### Exercise data
-.-.-

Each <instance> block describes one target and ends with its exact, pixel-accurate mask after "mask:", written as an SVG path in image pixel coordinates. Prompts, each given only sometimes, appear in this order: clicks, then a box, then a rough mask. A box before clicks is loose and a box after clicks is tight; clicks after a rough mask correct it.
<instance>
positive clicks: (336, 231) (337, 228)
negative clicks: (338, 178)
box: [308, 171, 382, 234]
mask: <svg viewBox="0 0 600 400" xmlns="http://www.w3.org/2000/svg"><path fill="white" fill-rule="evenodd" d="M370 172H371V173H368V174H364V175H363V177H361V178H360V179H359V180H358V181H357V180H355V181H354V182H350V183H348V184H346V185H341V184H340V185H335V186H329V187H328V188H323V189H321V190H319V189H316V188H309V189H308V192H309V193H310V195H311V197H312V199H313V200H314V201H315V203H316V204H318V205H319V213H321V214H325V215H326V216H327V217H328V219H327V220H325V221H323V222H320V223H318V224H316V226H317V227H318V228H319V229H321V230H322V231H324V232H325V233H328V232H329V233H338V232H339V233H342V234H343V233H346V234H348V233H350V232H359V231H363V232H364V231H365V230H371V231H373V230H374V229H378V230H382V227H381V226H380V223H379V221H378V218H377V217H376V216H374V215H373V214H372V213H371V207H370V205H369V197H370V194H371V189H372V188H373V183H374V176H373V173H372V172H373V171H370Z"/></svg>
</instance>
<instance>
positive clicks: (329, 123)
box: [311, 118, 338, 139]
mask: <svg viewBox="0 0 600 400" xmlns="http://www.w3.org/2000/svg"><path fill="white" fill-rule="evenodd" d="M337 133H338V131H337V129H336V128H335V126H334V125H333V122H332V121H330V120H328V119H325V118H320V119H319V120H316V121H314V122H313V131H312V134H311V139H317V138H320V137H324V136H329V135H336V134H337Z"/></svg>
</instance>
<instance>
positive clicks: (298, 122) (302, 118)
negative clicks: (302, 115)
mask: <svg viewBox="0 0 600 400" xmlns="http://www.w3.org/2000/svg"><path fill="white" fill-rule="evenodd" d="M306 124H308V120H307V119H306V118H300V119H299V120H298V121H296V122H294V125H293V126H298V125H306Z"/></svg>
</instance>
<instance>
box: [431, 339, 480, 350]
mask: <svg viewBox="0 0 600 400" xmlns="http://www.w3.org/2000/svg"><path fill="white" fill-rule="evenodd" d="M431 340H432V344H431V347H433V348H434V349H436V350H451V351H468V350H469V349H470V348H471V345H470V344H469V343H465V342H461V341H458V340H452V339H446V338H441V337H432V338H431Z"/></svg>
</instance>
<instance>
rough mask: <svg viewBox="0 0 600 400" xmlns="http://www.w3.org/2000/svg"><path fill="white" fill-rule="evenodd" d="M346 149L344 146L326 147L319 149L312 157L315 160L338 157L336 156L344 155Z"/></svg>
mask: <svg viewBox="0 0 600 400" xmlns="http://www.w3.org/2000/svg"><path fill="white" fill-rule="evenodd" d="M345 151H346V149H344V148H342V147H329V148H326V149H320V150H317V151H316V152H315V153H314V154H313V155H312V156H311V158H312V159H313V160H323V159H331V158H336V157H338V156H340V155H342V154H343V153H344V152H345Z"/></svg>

-.-.-

### Problem requirements
In the records, locate each line holding the string "positive" and copy it.

### Answer
positive clicks: (336, 231) (337, 228)
positive clicks: (329, 123)
positive clicks: (298, 122) (302, 118)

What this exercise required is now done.